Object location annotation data
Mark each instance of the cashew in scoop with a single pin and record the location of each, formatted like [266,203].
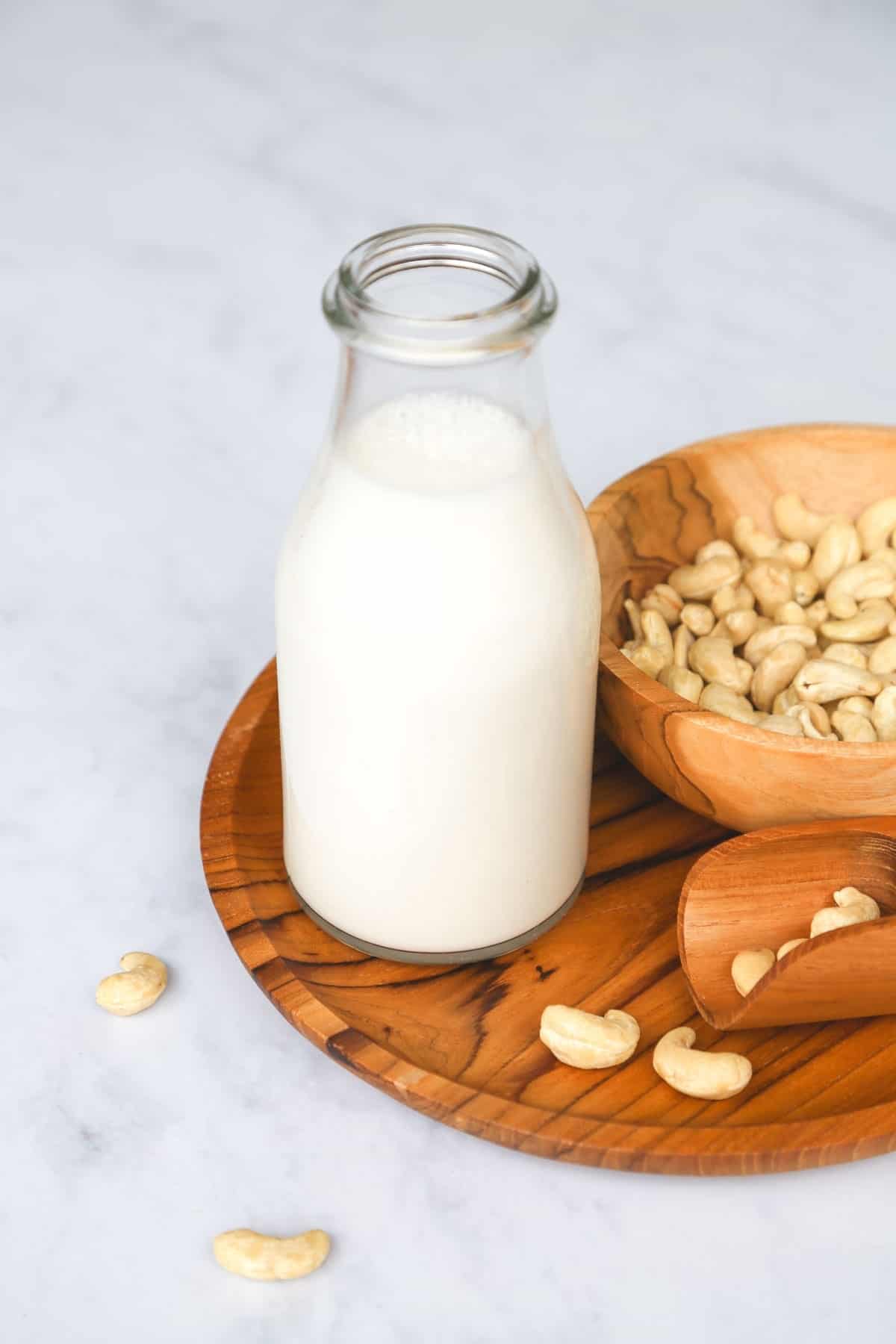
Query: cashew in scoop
[795,522]
[702,581]
[137,986]
[852,906]
[876,523]
[750,967]
[883,714]
[253,1256]
[588,1041]
[775,672]
[837,547]
[699,1073]
[682,680]
[822,680]
[788,947]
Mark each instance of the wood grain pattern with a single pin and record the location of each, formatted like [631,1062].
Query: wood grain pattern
[461,1043]
[656,519]
[763,889]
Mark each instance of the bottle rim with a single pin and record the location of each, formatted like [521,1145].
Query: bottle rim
[361,317]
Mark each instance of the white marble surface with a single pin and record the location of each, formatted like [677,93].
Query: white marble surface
[712,187]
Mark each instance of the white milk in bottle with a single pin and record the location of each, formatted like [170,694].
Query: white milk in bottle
[437,628]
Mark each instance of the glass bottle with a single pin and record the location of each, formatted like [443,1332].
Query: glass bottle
[437,615]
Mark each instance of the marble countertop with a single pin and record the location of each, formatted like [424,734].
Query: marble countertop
[712,188]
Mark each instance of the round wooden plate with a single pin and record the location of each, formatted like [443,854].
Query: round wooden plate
[461,1043]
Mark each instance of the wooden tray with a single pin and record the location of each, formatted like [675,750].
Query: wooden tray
[461,1045]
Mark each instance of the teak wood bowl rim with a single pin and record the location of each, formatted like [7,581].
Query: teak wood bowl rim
[771,1147]
[653,691]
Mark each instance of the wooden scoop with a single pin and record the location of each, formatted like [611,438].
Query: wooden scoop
[761,890]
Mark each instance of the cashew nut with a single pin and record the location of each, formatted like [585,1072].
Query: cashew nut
[588,1041]
[847,653]
[771,582]
[782,724]
[824,680]
[786,700]
[795,522]
[876,523]
[697,617]
[732,597]
[883,658]
[736,625]
[761,644]
[254,1256]
[723,700]
[700,581]
[817,613]
[664,600]
[794,554]
[857,582]
[714,659]
[868,624]
[790,613]
[775,672]
[883,714]
[805,585]
[813,719]
[699,1073]
[852,906]
[750,967]
[750,541]
[656,633]
[853,727]
[647,659]
[137,986]
[788,947]
[837,547]
[712,549]
[682,680]
[886,556]
[856,705]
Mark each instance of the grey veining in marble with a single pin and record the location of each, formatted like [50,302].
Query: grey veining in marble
[712,188]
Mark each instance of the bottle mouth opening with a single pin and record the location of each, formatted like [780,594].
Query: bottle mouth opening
[440,292]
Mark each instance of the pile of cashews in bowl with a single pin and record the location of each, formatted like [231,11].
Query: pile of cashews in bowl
[791,633]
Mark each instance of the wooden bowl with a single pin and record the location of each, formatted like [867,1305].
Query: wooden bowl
[655,519]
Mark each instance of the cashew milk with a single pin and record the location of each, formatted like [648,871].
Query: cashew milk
[437,626]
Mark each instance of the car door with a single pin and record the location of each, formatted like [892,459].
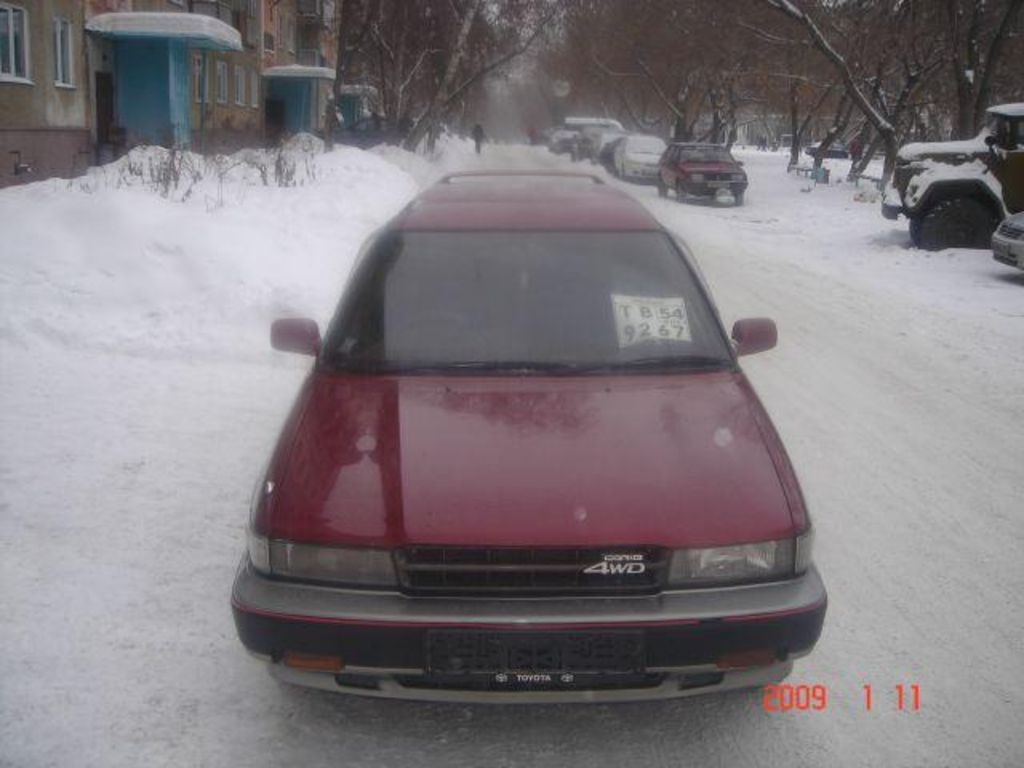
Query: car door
[666,165]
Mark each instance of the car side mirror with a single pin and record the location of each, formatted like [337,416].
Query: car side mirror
[755,335]
[295,335]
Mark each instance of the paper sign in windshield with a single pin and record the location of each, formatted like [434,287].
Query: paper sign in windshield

:: Exercise directions ::
Please give every line of the items above as a numbered list, skipping blank lines and leaving the pictures out.

:: The output ::
1. Mark each instance of the cashew in scoop with a single pin and record the location of each, formatted like [266,203].
2. Query: cashew in scoop
3. [795,522]
4. [702,581]
5. [137,986]
6. [852,906]
7. [876,523]
8. [750,967]
9. [883,714]
10. [253,1256]
11. [588,1041]
12. [775,672]
13. [837,547]
14. [699,1073]
15. [682,680]
16. [822,680]
17. [788,947]
18. Mark each instance of the wood grain pattern with a single pin and record the location of each, formatted like [631,1062].
19. Query: wood grain pattern
20. [461,1043]
21. [656,519]
22. [763,889]
23. Mark each instance of the bottle rim with a single pin and record the location of each, formatted like [521,1145].
24. Query: bottle rim
25. [361,317]
26. Mark each instance of the white marble surface with a single pin and record the location of each, formatted like [677,93].
27. Query: white marble surface
28. [712,187]
29. Mark each instance of the white milk in bottle with a single pin and record the location of each, formatted like [170,694].
30. Query: white milk in bottle
31. [437,628]
32. Mark each instance of the glass bottle with a single pin and record the location of each, formatted like [443,1332].
33. Query: glass bottle
34. [437,615]
35. Mark each instance of the marble countertop with a single pin and record the location of each, formatted like [424,734].
36. Query: marble countertop
37. [712,188]
38. Mark each instance of the round wooden plate with a single pin and record the location of each, formatted like [443,854].
39. Query: round wooden plate
40. [461,1043]
41. Mark each instance of the wooden tray with a single pin and record the location of each, formatted like [675,750].
42. Query: wooden tray
43. [461,1045]
44. Mark each instance of the teak wood bowl rim with a single pin and record the location of each, formatted like [7,581].
45. Query: teak wood bowl rim
46. [771,1147]
47. [653,691]
48. Mark each instance of the wooden scoop with a single pin and record the location of each, formatted like [611,438].
49. Query: wooden scoop
50. [761,890]
51. Mark each instance of the cashew nut with a single pin and record the location of each, formatted like [585,1072].
52. Query: cashew nut
53. [588,1041]
54. [847,653]
55. [771,582]
56. [782,724]
57. [824,680]
58. [786,700]
59. [795,522]
60. [876,523]
61. [697,617]
62. [732,597]
63. [883,658]
64. [736,625]
65. [761,644]
66. [254,1256]
67. [723,700]
68. [700,581]
69. [817,613]
70. [664,600]
71. [794,554]
72. [857,582]
73. [714,659]
74. [868,624]
75. [790,613]
76. [775,672]
77. [883,714]
78. [805,585]
79. [813,719]
80. [699,1073]
81. [852,906]
82. [750,967]
83. [750,541]
84. [656,633]
85. [853,727]
86. [647,659]
87. [137,986]
88. [788,947]
89. [837,547]
90. [712,549]
91. [682,680]
92. [886,556]
93. [856,705]
94. Mark each instance of the grey veining in marble with a single pin and record the location of each, formatted like [50,302].
95. Query: grey veining in marble
96. [712,188]
97. Mark each instance of the bottle mouth opening with a single pin and record the location of each, formatted like [780,594].
98. Query: bottle mouth opening
99. [440,292]
100. Mark each instance of the pile of cashews in bowl with a single pin and record the location of each, formatted like [231,11].
101. Query: pile of cashews in bowl
102. [791,633]
103. Mark each instance of the wooden bowl with a single pin and record the location of each, formatted like [867,1305].
104. Query: wooden bowl
105. [655,519]
106. Mark each instance of the cashew milk with a single pin and record the location of each, formatted like [648,871].
107. Query: cashew milk
108. [437,626]
109. Mark each instance of the car door with a single pin and record the location of each, formatted like [892,459].
110. Query: car door
111. [666,165]
112. Mark each instance of the car side mirror with a single pin and record the location of each, formatted like [337,416].
113. Query: car side mirror
114. [755,335]
115. [295,335]
116. Mark each instance of the paper sign in windshield with a single pin and record the location of each, formatted like [434,287].
117. Query: paper sign in windshield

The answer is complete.